• Source text
CS Student amongst KDD Cup Winners
Prof Neil Heffernan reports that his fourth year Ph.D. student Zach Pardos placed 2nd among student teams and 4th place overall, out of over 600 competitors, in this year's Knowledge Discovery and Data-mining Cup, a high profile yearly data mining competition run by the Association of Computing Machinery. This is a very significant achievement.
Zach will receive $3,000 in prize money and also some travel funds to go to SIGKDD and will have several opportunities to present his solution at the conference which will be held in Washington, D.C. in July 2010. His solution will also appear in an upcoming issue of the Journal of Machine Learning Research.
Engineering competitions often lead to practical solutions but not always good science. However, in this case, not only did Zach do well, but he has also done important scientific work that will lead to several publications comparing multiple different modeling approaches.
Heffernan reports that the current state of the art in the field has been Knowledge Tracing, a technique develop by Corbett and Anderson in 1995. It is used by millions of students across America in many different pieces of educational software to track student knowledge. Zach's new method, that served as the foundation for his KDD solution, is a model that tracks learning rates, guessing rates and other characteristic of the individual user. His paper at this summer's Educational Data Mining conference shows how this new model clearly outperforms the Knowledge Tracing approach. This work allows for better models of student learning which have significant practical implications. With a better model, existing educational software can be improved in a myriad of ways.

• Work instructions
Copy from the news item about the KDD Cup, starting with "Engineering competitions often" and going on through "different modeling approaches.", with no changes.

• Records shown
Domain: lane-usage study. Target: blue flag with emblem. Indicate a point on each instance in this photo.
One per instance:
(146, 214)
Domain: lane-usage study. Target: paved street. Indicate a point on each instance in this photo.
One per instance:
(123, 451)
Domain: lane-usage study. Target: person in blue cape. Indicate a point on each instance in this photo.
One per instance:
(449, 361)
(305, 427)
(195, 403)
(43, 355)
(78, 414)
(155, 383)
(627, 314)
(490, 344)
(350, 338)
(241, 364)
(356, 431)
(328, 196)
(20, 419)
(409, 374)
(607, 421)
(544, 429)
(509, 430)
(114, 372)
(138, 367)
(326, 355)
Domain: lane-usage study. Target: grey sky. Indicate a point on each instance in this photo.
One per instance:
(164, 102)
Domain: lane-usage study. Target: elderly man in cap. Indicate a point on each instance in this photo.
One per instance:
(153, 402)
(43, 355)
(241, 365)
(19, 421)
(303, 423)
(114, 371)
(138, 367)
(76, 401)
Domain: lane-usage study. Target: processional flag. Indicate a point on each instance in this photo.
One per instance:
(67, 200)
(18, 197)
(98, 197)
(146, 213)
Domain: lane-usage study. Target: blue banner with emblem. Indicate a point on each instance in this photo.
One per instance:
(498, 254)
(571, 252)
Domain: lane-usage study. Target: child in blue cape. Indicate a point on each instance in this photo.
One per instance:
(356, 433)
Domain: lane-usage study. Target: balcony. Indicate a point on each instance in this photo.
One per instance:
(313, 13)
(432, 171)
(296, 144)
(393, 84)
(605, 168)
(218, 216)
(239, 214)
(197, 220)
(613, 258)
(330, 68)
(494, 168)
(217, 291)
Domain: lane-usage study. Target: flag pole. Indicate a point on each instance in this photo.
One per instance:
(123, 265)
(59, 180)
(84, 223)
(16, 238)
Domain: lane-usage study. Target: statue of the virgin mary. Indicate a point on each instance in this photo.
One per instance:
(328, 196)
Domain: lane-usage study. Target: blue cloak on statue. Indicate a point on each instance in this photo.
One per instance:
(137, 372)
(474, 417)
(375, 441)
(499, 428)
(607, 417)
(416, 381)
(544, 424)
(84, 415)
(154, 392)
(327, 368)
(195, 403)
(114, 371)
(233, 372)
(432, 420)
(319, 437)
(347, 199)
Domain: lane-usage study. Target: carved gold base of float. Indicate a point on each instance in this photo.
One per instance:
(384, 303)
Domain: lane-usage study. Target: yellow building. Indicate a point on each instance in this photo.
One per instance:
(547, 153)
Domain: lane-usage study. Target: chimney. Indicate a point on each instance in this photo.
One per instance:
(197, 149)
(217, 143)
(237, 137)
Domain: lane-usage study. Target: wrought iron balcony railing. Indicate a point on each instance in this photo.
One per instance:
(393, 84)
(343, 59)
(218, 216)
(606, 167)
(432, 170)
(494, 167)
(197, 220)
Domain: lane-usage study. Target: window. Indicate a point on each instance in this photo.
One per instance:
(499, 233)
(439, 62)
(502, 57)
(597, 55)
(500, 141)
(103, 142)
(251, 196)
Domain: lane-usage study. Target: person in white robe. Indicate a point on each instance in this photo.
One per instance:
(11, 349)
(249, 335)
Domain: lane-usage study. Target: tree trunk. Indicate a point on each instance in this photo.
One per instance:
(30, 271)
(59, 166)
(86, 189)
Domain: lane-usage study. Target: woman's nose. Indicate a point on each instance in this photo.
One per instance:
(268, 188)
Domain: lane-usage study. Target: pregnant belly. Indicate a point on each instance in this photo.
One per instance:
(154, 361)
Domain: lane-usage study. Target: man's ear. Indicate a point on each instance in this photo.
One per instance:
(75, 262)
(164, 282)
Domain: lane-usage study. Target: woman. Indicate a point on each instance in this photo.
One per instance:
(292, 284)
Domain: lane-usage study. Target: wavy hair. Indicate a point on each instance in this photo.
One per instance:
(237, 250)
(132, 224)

• Task output
Engineering competitions often lead to practical solutions but not always good science. However, in this case, not only did Zach do well, but he has also done important scientific work that will lead to several publications comparing multiple different modeling approaches.